EXERCISE
The whole listing is to be returned exactly.

RECORDS TO USE
>>>

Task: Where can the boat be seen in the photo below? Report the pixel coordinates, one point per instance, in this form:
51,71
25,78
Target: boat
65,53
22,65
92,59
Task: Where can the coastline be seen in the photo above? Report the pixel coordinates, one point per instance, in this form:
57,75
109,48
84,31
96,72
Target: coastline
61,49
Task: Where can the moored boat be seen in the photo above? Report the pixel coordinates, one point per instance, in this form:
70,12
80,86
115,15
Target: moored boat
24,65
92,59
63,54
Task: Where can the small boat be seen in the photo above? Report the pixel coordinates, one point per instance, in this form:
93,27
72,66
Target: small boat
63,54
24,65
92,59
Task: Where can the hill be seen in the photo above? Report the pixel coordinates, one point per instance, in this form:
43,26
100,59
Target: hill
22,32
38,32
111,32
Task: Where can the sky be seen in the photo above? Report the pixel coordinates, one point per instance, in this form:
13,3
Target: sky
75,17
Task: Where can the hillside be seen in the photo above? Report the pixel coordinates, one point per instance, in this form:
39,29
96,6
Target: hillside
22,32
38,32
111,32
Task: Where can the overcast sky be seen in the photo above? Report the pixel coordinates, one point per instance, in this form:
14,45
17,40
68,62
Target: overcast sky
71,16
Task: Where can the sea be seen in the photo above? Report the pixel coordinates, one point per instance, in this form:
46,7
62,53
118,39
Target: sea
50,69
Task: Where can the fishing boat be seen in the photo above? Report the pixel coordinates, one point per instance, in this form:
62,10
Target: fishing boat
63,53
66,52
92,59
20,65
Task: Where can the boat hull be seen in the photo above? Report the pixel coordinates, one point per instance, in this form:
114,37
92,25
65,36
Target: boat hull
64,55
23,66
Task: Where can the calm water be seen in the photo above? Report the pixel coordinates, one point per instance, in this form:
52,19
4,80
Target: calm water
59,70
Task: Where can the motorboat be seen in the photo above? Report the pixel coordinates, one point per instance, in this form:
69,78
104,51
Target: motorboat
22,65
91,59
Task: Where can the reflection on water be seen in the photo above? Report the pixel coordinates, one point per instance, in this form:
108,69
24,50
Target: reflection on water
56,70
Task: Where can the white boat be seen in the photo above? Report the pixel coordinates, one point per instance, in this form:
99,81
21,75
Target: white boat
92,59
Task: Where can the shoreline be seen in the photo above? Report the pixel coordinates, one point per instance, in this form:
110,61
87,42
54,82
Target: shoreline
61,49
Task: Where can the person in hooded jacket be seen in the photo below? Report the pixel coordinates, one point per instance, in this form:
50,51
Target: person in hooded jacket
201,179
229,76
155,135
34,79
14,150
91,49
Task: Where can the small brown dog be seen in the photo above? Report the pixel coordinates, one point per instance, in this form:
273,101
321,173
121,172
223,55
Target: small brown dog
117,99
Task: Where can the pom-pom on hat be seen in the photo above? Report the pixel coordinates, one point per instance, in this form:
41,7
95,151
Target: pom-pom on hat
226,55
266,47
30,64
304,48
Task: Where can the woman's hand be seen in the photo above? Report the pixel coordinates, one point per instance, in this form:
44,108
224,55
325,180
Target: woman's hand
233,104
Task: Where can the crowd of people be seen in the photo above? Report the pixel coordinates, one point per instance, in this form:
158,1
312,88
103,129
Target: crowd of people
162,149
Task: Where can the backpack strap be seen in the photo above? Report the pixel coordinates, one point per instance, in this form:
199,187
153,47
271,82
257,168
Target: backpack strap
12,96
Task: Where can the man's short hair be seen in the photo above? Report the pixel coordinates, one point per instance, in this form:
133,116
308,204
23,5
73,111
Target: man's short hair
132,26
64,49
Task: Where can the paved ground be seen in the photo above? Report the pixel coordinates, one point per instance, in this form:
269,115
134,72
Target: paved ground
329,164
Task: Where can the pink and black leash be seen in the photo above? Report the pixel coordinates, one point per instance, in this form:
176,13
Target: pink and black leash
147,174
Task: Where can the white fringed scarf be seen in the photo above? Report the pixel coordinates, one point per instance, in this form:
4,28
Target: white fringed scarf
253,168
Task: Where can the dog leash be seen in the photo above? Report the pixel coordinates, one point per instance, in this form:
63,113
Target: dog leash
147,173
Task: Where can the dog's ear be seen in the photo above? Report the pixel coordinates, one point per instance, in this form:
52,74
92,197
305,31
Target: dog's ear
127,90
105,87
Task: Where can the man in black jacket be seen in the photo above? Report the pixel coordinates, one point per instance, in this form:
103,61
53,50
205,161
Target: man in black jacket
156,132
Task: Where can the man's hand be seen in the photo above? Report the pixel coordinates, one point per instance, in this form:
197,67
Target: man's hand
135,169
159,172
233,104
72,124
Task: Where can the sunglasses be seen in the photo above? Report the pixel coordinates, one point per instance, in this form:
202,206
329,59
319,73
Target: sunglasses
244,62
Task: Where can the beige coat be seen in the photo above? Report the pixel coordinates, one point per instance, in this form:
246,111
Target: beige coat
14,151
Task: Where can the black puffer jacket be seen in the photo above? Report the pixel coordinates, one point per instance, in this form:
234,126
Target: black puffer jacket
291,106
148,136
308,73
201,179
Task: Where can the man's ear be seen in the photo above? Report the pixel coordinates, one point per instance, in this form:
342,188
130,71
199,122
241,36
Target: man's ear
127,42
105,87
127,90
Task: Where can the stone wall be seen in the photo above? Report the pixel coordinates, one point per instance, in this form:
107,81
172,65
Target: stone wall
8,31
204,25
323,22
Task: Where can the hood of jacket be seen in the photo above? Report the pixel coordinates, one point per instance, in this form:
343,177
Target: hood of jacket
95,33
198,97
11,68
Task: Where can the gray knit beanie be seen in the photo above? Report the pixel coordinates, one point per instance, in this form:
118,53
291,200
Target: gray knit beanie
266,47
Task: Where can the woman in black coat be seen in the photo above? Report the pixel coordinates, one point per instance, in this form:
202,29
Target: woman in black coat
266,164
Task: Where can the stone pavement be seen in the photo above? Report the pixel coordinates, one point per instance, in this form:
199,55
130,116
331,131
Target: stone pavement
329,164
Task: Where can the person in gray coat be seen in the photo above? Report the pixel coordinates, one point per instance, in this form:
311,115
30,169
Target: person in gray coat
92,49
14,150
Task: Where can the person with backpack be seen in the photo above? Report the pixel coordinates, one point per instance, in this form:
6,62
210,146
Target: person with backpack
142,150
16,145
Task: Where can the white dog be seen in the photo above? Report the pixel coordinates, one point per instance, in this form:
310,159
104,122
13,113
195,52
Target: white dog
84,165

<<<

TASK ANSWER
Task: Where can the boat be seen in the photo below? Report the pixel coordinates, one point per instance, in this form:
51,71
25,78
Target: boat
65,53
22,65
92,59
Task: Where can the coastline be seen in the photo above? Report the pixel coordinates, one point per instance, in this form:
57,75
109,48
84,31
96,72
Target: coastline
61,49
Task: Where can the moored boat be seen in the photo above? Report the pixel coordinates, one point per instance, in this form:
70,12
80,86
115,15
Target: moored boat
24,65
92,59
63,54
Task: Where can the small boat be seen in the photo above? Report the pixel coordinates, one point per instance, in this form:
93,27
72,66
Target: small boat
63,54
24,65
92,59
Task: Where can the hill be seen in the photo above? Report the pixel coordinates, one point per instance, in this form:
43,26
100,59
Target: hill
22,32
38,32
111,32
Task: Where can the sky be seen in the photo above? Report the pixel coordinates, one point per instance, in this form:
13,3
Target: sky
75,17
Task: Where can the hillside be seen in the photo above? Report the pixel coordinates, one point per instance, in this form:
39,29
96,6
Target: hillside
22,32
38,32
111,32
Task: Where can the overcast sky be seen in the photo above? Report the pixel coordinates, one point per instance, in this form:
14,45
17,40
68,62
Target: overcast sky
71,16
Task: Where can the sea be seen in the photo above? Report the pixel coordinates, one point per instance, in this form:
46,7
62,53
118,39
Target: sea
50,69
Task: Where can the fishing boat be seen in the photo above? Report the pixel coordinates, one point per instance, in this form:
62,10
Target: fishing boat
63,53
66,52
92,59
20,65
Task: Where can the boat hull be seen in the photo above? Report the pixel coordinates, one point per instance, in this form:
114,37
92,25
65,36
Target: boat hull
64,55
23,66
Task: Where can the calm water be seen in the photo above? Report the pixel coordinates, one point per instance, in this form:
52,19
4,80
Target: calm water
59,70
Task: Where can the motorboat be seen in the photo above? Report the pixel coordinates, one point per instance, in this form:
69,78
104,51
Target: motorboat
22,65
91,59
Task: Where can the reflection on water be seen in the photo above? Report the pixel coordinates, one point per instance, in this form:
108,69
24,50
Target: reflection on water
56,70
Task: Where can the white boat be seen in the photo above? Report the pixel coordinates, one point per instance, in this form:
99,81
21,75
Target: white boat
92,59
Task: Where can the shoreline be seen in the photo above? Report the pixel coordinates, one point per instance, in this form:
110,61
87,42
54,82
Target: shoreline
61,49
Task: Where can the person in hooded jacket be seen in the photo below? Report the pixel coordinates, one point per instance, in this form:
50,51
Target: person in hooded jacket
201,179
229,76
155,135
34,79
14,150
91,49
Task: Where can the small brown dog be seen in the photo above? Report the pixel coordinates, one point per instance, in this form:
273,101
321,173
121,172
223,55
Target: small brown dog
117,99
Task: Where can the pom-pom on hat be seen in the photo above? Report the pixel coordinates, one point per instance, in this form:
41,7
95,151
Target: pom-pom on hat
226,55
266,47
30,64
304,48
Task: Where can the woman's hand be seen in the photo above? Report the pixel coordinates, one point per instance, in this form:
44,108
224,55
325,180
Target: woman's hand
233,104
Task: Where can the crowd of people be seen in the photo above? Report the pixel coordinates, one point per instance, in this form:
158,1
312,88
103,129
Target: crowd of people
162,149
Task: Where can the backpack strap be seen in the photo above? Report the pixel coordinates, one point per instance, in this form:
199,187
153,47
271,82
257,168
Target: backpack strap
12,96
Task: Where can the man's short hair be seen in the photo above? Report the pixel coordinates, one point per instance, in this form:
133,116
308,204
23,5
73,111
Target: man's short hair
132,26
64,49
Task: Where can the paved ground be seen in the photo above? Report the pixel coordinates, one point per instance, in this form:
269,115
134,72
Target: paved ground
329,164
Task: Where can the pink and black leash be seen in the photo above? Report the pixel coordinates, one point per instance, in this form:
176,13
Target: pink and black leash
147,174
Task: Where can the white fringed scarf be seen in the photo above? Report the pixel coordinates, one point per instance, in this form:
4,28
Target: white fringed scarf
253,168
Task: Where can the dog leash be seen in the photo above? Report the pixel coordinates, one point per instance, in this form:
63,113
Target: dog leash
147,173
Task: Where can the dog's ear be seen in the photo above? Report the pixel coordinates, one point per instance, in this form:
52,74
92,197
305,31
Target: dog's ear
127,90
105,87
Task: Where can the man in black jacket be seen in the photo above? Report the pixel coordinates, one point per instance, in this form:
103,61
53,50
205,161
Target: man in black jacket
156,132
Task: Where can the man's hand be seen in the photo above? Report the pixel coordinates, one point per instance, in this form:
197,67
Target: man's hand
135,169
159,172
233,104
72,124
Task: Where can the sunglasses be seen in the photo above? Report the pixel coordinates, one point per instance, in this form:
202,206
329,59
319,73
Target: sunglasses
244,62
Task: Where can the beige coat be seen in the photo above? Report the pixel coordinates, one point per instance, in this form:
246,111
Target: beige coat
14,151
Task: Where can the black puffer jacket be seen in the photo above? Report the pixel coordinates, one point per instance, in this form:
234,126
Target: black puffer jacket
291,106
148,136
308,73
201,179
Task: Where can the man's ear be seen in the photo above? Report the pixel coordinates, one point per instance, in this form:
342,188
130,71
199,122
241,36
Target: man's ear
127,42
105,87
127,90
Task: Where can the stone wall be seen in the photo above? Report the pixel coordinates, one point per instance, in this form:
107,81
172,65
Target: stone wall
8,31
204,25
323,22
Task: Where can the hood of jacket be seen in the photo above? Report the pixel coordinates, one point per instance, in this form:
343,177
Target: hood of jacket
95,33
198,97
11,68
Task: Where can the gray knit beanie be seen in the photo above? Report the pixel coordinates, one point per instance, in this form:
118,53
291,200
Target: gray knit beanie
266,47
Task: Where can the woman in black coat be seen in the photo above? Report the pixel coordinates, one point per instance, in this form:
202,29
Target: woman in black coat
266,164
Task: Where can the stone pavement be seen in the photo above? Report the pixel coordinates, one point per instance, in this form:
199,55
130,116
331,131
Target: stone pavement
329,164
Task: Where can the person in gray coat be seen in the photo above? Report the pixel coordinates, one point per instance, in this form:
311,115
30,169
Target: person in gray coat
92,49
14,150
Task: Where can the person with backpack be seen in the photo above? Report the pixel coordinates, one point per instance, in this form:
6,62
210,146
Target: person with backpack
142,150
16,145
Task: Where can the white dog be seen in the photo above? Report the pixel coordinates, one point per instance, in this form:
310,159
104,122
13,113
195,52
Target: white dog
84,165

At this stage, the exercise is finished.